ABOUT THIS TASK
Give back exactly the lines of the material below, starting with the line with "Target: blond hair" and going on through the line with "tag the ear".

-- Opening Marker --

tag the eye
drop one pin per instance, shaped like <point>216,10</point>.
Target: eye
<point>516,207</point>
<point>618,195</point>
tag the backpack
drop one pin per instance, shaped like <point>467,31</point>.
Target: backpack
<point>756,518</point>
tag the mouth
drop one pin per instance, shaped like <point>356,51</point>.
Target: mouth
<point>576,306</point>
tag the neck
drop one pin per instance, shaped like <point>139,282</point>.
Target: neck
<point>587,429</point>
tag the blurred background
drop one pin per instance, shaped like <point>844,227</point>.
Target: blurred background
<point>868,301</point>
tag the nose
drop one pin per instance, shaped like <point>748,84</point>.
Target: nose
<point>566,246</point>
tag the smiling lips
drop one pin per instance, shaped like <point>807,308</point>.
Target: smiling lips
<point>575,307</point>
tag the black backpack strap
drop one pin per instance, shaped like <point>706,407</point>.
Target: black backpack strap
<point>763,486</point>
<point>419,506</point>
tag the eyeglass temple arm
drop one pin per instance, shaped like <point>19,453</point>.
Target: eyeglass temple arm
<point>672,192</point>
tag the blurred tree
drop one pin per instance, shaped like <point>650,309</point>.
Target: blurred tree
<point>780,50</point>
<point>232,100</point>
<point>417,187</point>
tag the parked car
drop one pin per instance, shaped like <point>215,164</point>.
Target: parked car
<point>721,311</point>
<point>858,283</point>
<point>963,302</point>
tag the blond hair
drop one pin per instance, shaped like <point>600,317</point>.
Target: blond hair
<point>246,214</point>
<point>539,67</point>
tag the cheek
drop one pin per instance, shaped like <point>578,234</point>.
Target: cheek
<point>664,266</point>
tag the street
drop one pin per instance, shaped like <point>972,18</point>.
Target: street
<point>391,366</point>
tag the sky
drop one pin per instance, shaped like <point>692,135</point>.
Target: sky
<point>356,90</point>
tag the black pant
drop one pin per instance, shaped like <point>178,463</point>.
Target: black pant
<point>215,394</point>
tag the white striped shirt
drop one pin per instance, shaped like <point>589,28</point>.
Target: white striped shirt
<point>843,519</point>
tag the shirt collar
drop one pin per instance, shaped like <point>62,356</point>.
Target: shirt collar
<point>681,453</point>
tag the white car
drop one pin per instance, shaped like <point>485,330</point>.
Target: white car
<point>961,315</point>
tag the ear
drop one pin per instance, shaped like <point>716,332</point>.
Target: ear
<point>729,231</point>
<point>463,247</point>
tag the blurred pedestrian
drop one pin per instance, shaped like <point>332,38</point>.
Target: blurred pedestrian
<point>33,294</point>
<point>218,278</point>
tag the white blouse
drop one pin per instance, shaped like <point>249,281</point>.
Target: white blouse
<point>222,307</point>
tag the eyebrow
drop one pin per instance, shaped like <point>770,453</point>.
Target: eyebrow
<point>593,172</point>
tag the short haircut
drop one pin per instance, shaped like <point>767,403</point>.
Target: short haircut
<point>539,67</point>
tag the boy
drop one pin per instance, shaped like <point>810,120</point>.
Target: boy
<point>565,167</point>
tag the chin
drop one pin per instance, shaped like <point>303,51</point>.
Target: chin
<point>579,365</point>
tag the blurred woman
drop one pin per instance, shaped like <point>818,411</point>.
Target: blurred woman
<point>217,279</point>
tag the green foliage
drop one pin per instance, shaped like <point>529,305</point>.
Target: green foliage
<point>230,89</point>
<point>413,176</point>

-- Closing Marker --
-- Opening Marker --

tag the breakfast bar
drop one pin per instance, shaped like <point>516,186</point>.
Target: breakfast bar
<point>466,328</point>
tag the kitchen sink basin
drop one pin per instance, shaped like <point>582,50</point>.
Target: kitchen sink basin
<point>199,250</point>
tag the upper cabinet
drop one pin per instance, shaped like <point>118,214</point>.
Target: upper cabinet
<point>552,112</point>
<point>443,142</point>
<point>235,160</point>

-- Closing Marker --

RESPONSE BOX
Target: blond hair
<point>246,214</point>
<point>539,67</point>
tag the cheek
drop one pin per instance, shaped like <point>578,234</point>.
Target: cheek
<point>664,266</point>
tag the street
drop one pin per instance, shaped like <point>972,18</point>.
Target: street
<point>391,366</point>
tag the sky
drop one pin per instance, shaped like <point>692,135</point>.
Target: sky
<point>356,90</point>
tag the black pant
drop one pin per instance, shaped like <point>178,463</point>.
Target: black pant
<point>215,394</point>
tag the white striped shirt
drop one pin per instance, shaped like <point>589,28</point>.
Target: white striped shirt
<point>843,519</point>
tag the shirt collar
drop one pin per instance, shaped like <point>62,356</point>.
Target: shirt collar
<point>681,453</point>
tag the white car
drop one pin per instance, shaped like <point>485,330</point>.
Target: white car
<point>961,315</point>
tag the ear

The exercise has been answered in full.